=== Dataset records ===
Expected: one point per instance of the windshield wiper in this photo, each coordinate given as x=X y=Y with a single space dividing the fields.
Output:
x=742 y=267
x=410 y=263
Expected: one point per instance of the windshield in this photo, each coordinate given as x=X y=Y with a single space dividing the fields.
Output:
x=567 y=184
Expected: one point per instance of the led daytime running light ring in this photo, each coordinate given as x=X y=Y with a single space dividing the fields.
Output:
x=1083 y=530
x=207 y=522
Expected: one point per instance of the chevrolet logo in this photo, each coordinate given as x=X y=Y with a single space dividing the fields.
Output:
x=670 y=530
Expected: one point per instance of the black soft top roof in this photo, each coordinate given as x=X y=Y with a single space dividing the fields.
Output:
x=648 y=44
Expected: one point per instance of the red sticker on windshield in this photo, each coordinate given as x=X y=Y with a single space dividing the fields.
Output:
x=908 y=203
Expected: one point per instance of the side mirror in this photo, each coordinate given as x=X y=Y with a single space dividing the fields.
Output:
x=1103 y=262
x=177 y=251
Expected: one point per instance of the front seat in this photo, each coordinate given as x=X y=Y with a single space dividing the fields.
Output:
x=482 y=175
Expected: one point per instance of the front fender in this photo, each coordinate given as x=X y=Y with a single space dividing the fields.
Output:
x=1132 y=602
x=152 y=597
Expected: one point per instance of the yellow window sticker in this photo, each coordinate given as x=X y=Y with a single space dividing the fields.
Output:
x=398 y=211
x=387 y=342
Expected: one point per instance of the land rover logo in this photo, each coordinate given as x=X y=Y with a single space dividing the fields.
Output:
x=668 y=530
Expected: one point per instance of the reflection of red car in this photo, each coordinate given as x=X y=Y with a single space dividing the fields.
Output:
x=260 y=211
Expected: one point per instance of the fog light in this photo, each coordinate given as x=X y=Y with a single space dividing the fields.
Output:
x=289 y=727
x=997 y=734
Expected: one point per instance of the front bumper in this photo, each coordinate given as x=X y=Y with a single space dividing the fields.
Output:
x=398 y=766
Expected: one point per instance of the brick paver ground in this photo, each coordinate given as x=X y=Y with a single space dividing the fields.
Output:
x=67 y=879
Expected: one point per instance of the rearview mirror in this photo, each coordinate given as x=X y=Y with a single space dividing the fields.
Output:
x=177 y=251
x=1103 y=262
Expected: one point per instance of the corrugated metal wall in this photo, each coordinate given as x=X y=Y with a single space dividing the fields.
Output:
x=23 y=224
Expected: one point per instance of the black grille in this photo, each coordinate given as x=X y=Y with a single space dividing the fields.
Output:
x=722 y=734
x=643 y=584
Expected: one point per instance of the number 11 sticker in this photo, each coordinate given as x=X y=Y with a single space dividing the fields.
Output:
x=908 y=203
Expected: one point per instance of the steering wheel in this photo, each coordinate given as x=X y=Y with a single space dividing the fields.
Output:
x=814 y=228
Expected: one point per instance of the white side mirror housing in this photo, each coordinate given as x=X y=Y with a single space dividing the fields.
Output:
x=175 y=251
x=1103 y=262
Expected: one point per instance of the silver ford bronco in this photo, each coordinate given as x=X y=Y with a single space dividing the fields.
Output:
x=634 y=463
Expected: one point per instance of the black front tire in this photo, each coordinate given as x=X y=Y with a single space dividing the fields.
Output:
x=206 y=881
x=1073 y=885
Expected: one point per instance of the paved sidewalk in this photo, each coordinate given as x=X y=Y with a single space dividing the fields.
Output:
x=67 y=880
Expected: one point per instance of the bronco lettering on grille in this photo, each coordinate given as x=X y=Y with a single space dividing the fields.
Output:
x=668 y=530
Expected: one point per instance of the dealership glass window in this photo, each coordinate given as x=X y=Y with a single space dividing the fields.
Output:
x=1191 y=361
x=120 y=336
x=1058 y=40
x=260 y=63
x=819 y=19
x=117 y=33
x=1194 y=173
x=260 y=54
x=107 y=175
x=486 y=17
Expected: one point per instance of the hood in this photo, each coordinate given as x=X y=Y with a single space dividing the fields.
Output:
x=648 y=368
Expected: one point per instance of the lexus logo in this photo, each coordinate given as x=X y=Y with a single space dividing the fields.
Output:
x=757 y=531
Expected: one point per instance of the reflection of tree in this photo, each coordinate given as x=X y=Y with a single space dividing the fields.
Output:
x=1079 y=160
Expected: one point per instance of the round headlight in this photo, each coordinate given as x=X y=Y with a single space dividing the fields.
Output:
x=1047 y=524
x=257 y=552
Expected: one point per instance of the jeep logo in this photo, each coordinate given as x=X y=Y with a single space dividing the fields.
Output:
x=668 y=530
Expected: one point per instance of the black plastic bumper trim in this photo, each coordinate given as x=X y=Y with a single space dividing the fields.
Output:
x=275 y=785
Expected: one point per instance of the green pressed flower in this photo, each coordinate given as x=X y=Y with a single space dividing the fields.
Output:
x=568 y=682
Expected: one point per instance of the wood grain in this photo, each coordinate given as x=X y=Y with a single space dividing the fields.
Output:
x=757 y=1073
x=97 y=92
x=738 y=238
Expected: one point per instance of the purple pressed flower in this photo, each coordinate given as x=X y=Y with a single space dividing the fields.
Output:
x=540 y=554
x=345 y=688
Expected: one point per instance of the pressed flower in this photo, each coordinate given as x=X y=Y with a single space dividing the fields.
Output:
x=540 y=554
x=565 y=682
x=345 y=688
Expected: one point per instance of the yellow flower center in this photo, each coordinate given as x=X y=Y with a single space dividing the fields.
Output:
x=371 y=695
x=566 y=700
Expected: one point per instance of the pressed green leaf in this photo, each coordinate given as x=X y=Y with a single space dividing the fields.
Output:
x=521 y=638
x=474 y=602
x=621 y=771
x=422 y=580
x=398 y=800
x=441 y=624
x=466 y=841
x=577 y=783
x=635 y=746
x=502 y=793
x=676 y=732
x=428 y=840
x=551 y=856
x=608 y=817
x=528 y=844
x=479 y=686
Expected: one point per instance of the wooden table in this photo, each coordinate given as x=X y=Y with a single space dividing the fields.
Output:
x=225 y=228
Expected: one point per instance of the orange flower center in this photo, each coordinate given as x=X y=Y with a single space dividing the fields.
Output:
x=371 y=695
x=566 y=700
===
Starting with the line that contains "Expected: one point per instance of the pressed green", output every line through the end of the listing above, unchanged.

> Solved problem:
Expected: one point per instance of the pressed green leaf in this photo, each coordinate given as x=X y=Y with a single space dividing the fields.
Output:
x=521 y=638
x=474 y=602
x=621 y=771
x=422 y=580
x=398 y=800
x=441 y=624
x=466 y=841
x=577 y=783
x=635 y=746
x=502 y=793
x=676 y=732
x=428 y=840
x=551 y=856
x=608 y=817
x=528 y=844
x=479 y=686
Expected: one point per instance of the wooden table in this photo, each coordinate given as x=X y=Y with a single space dividing the fields.
Output:
x=225 y=228
Expected: one point per instance of the orange flower center in this photo, each coordinate given as x=X y=Y with a single space dividing the fields.
Output:
x=371 y=695
x=566 y=700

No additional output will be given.